■ Request ■
How many lines in the rows below contain the word "eyebrow", with case counting? Reply with the number alone.

■ Recorded information ■
———

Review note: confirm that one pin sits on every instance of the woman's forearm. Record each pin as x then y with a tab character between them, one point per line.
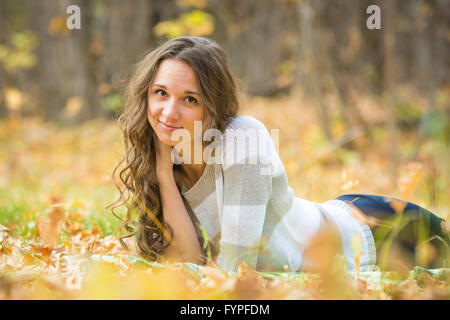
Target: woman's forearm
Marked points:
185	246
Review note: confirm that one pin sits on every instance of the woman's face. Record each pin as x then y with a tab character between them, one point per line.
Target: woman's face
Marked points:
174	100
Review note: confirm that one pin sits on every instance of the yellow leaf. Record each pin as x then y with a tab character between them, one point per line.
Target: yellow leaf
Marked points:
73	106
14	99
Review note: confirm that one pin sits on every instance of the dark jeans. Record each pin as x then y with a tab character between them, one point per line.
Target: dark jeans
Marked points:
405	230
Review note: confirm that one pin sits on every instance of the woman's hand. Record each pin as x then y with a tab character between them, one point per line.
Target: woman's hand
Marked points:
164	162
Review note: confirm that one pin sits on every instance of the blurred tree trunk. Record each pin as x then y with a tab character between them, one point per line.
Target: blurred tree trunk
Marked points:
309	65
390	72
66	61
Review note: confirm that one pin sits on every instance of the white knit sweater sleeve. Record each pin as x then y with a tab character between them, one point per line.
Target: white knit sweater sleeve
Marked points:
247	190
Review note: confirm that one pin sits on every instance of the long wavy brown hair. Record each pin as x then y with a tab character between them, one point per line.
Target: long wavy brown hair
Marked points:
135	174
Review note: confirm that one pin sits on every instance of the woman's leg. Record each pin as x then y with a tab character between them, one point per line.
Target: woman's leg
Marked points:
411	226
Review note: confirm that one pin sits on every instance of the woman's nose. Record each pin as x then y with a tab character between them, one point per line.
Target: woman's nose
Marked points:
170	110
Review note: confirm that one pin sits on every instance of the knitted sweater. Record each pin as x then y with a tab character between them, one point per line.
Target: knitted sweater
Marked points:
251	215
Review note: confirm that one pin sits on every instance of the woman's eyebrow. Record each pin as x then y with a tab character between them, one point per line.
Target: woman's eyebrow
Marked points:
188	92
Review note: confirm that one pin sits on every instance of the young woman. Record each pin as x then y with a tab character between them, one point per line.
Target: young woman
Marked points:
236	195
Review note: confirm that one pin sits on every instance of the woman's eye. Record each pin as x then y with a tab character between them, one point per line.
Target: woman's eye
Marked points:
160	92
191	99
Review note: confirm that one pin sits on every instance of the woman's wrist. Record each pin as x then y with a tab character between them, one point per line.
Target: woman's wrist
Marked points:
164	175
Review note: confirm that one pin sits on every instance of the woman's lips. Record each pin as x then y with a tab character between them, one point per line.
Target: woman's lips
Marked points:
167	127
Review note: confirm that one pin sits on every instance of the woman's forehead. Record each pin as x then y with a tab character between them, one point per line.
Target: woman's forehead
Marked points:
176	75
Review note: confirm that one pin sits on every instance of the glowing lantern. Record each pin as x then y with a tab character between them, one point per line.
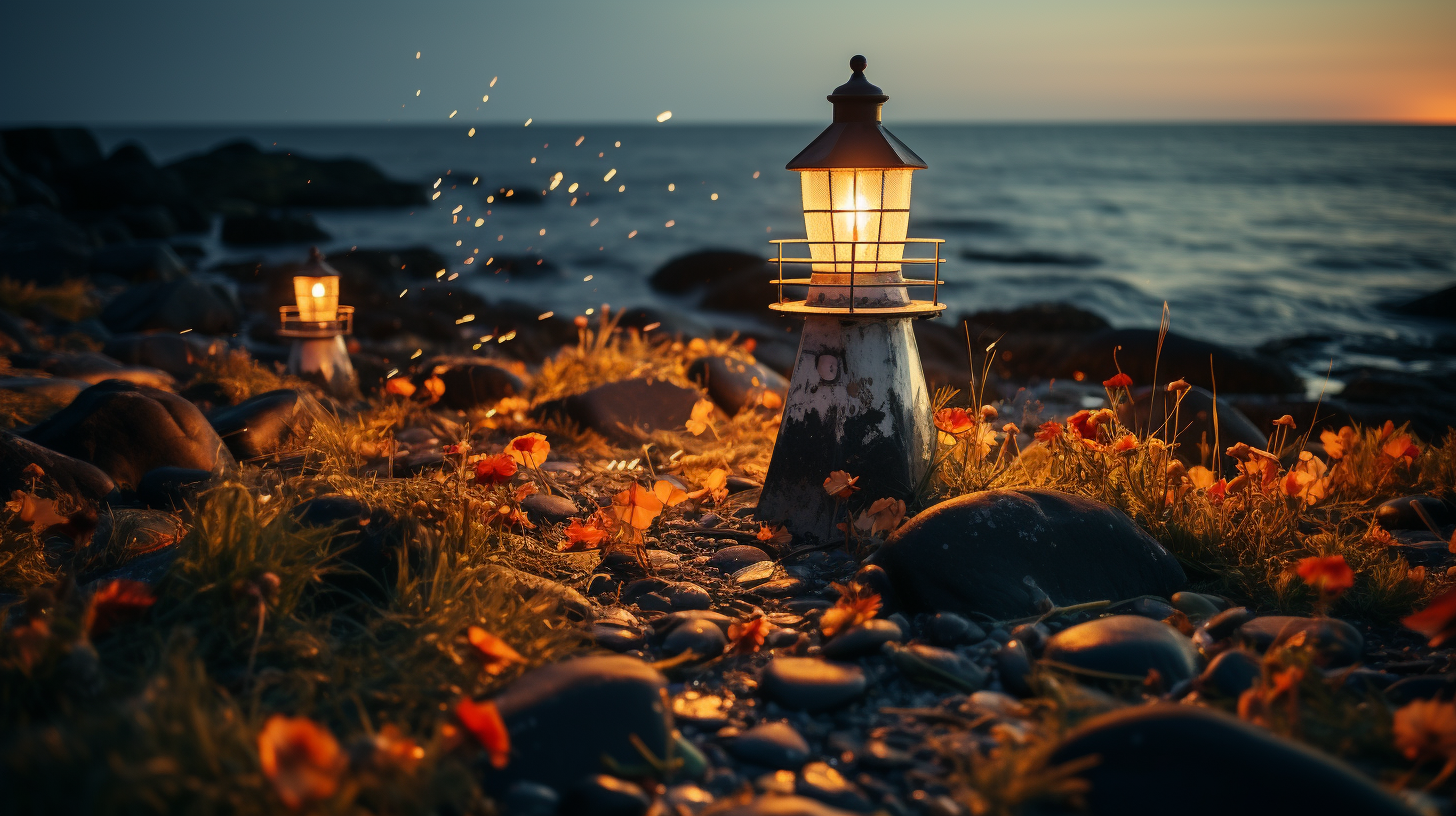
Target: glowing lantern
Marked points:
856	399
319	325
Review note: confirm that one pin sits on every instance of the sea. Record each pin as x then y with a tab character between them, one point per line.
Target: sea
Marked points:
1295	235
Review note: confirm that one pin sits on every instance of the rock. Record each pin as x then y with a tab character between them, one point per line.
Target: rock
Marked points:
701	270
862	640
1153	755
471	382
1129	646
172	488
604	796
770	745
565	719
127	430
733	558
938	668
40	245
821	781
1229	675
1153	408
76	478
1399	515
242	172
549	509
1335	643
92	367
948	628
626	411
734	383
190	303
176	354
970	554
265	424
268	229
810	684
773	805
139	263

———

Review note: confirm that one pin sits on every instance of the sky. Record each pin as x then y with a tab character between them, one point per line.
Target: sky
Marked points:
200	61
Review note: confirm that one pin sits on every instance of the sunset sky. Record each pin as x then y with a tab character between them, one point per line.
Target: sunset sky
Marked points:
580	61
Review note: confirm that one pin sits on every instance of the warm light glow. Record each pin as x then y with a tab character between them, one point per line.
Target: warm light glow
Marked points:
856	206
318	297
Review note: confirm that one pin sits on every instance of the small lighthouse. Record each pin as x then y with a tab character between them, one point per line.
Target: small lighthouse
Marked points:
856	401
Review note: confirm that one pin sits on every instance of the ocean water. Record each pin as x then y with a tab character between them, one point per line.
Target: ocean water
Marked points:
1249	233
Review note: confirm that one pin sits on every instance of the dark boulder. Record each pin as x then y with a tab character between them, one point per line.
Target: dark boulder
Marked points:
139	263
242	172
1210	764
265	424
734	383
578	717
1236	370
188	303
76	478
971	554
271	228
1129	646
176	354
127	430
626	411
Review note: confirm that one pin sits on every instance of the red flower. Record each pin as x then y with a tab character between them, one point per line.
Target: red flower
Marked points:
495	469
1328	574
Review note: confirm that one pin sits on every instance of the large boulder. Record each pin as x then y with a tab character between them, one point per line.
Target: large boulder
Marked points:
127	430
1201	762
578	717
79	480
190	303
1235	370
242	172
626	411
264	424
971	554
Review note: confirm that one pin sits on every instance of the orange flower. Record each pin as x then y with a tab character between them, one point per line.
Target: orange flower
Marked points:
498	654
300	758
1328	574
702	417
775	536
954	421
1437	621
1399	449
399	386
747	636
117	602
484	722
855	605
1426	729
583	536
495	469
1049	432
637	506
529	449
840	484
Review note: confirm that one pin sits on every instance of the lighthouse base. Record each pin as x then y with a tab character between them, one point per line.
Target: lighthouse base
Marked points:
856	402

———

■ Reply to the exercise ■
2